SOURCE DOCUMENT>
Courtesy of Phil Stayner

Photograph from a newspaper showing the damage to Banbury's fruit warehouse.


Courtesy of Phil Stayner

Another photograph from a newspaper showing residents of Earle Street outside some of the houses, that received slight damage, opposite the warehouse.


As reported in the 13 December 1954 edition of the Dundee Courier.



The western arm of Earle Street was demolished in the 1970s and 1980s for the development of the bus station and the Quedam project. Only the eastern part remains today.



Map based on the 1886 Ordnance Survey showing the undeveloped area between Reckleford, seen running across the top of the map, and Vicarage Street in the lower left corner.


Map based on the 1901 Ordnance Survey showing the same area developed with Earle Street, Vincent Street, Vincent Place and Cecil Street.


An aerial photograph of 1958 shows the full length of Earle Street running across the centre of the photograph from Vincent Street at left to Reckleford at top right. Central Road joins from bottom right.


Courtesy of Roger Key

In 1983 Roger Key was one of the tower crane operators and took this photograph from his crane, the bus station is at lower right with the remains of Earle Street at centre right. The Labour Club is at centre with the ambulance station behind it and the fire station to its left.




A 1960's view of Earle Street from its junction with Vincent Street. At the far end the small building that looks like a chapel was the hall of the Independent Order of Odd Fellows and is now Ron Darch's 'By the Fire' shop. The house to its immediate right survived and today is opposite the bus station, otherwise all the houses in this photograph were demolished. The stretch of Earle Street remaining today starts at the far end of this photograph and runs off to the left.


Courtesy of Toby Newcombe, photo by Simon Newcombe

The western end of Earle Street, photographed in the 1980s from the junction with Vincent Street.


Looking north along Vincent Street photographed in the 1960s. At right is the junction of Earle Street with the 'Vincent and Earle Street Stores' on the corner.


The Vincent and Earle Street Stores, with Earle Street off to the right. Photographed in the 1960s.


Courtesy of Toby Newcombe, photo by Simon Newcombe

Looking west along Earle Street to its junction with Vincent Street in the early 1980s.

SUPPLIED MATERIAL>
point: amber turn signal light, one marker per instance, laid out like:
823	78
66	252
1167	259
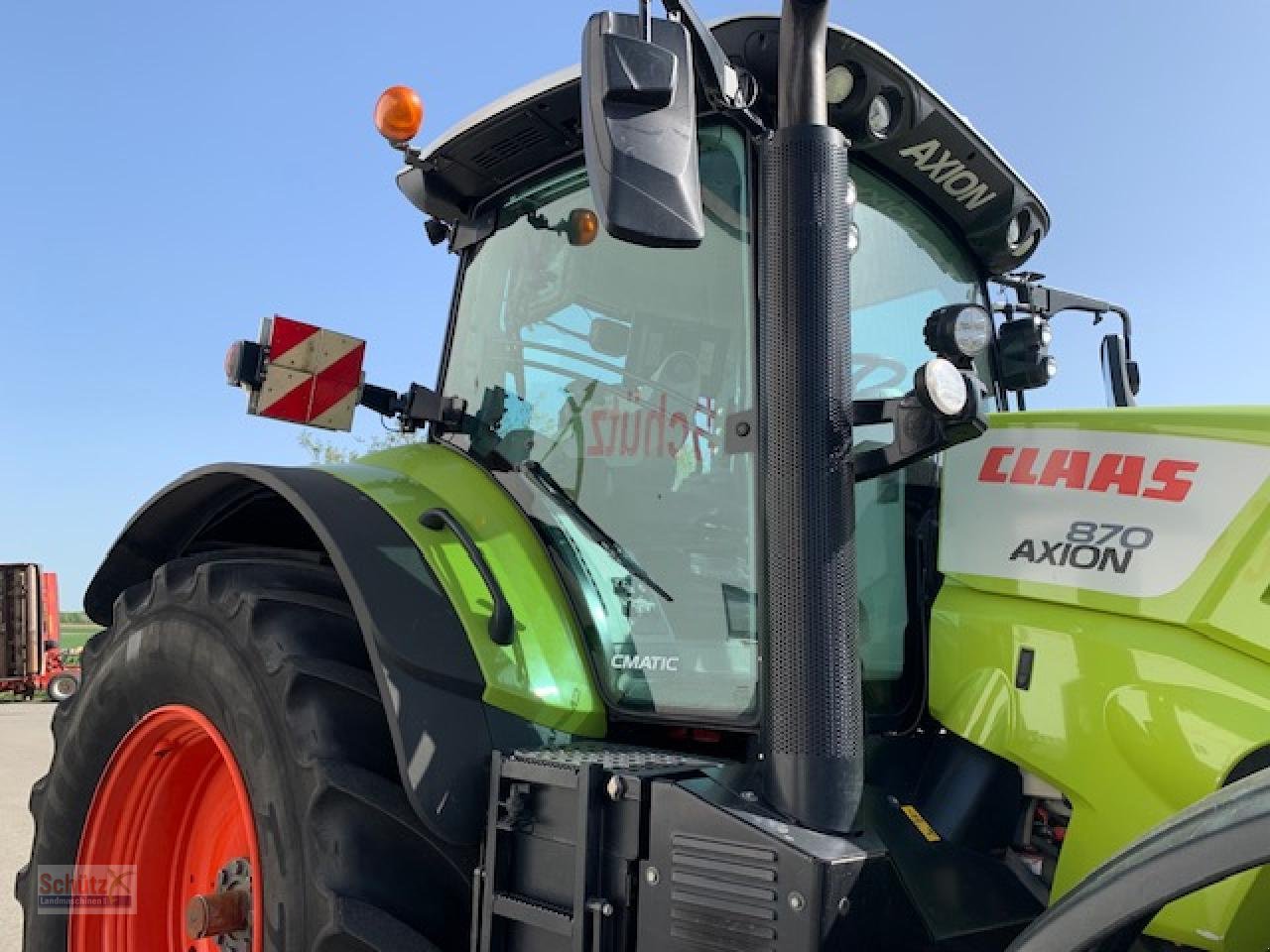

ACTIONS TO TAKE>
A. Quote the Earle Street text word for word, starting at the words "Courtesy of Roger" and ending after "to the left.".
B. Answer these questions from the Earle Street text:
(i) In which decades was the western arm of Earle Street demolished?
(ii) Which year's Ordnance Survey does the map showing the area developed with Earle Street draw on?
(iii) What job did Roger Key have in 1983?
The lines are not needed for this.

IN RESPONSE>
A.
Courtesy of Roger Key

In 1983 Roger Key was one of the tower crane operators and took this photograph from his crane, the bus station is at lower right with the remains of Earle Street at centre right. The Labour Club is at centre with the ambulance station behind it and the fire station to its left.




A 1960's view of Earle Street from its junction with Vincent Street. At the far end the small building that looks like a chapel was the hall of the Independent Order of Odd Fellows and is now Ron Darch's 'By the Fire' shop. The house to its immediate right survived and today is opposite the bus station, otherwise all the houses in this photograph were demolished. The stretch of Earle Street remaining today starts at the far end of this photograph and runs off to the left.

B.
(i) The 1970s and 1980s.
(ii) 1901.
(iii) He was a tower crane operator.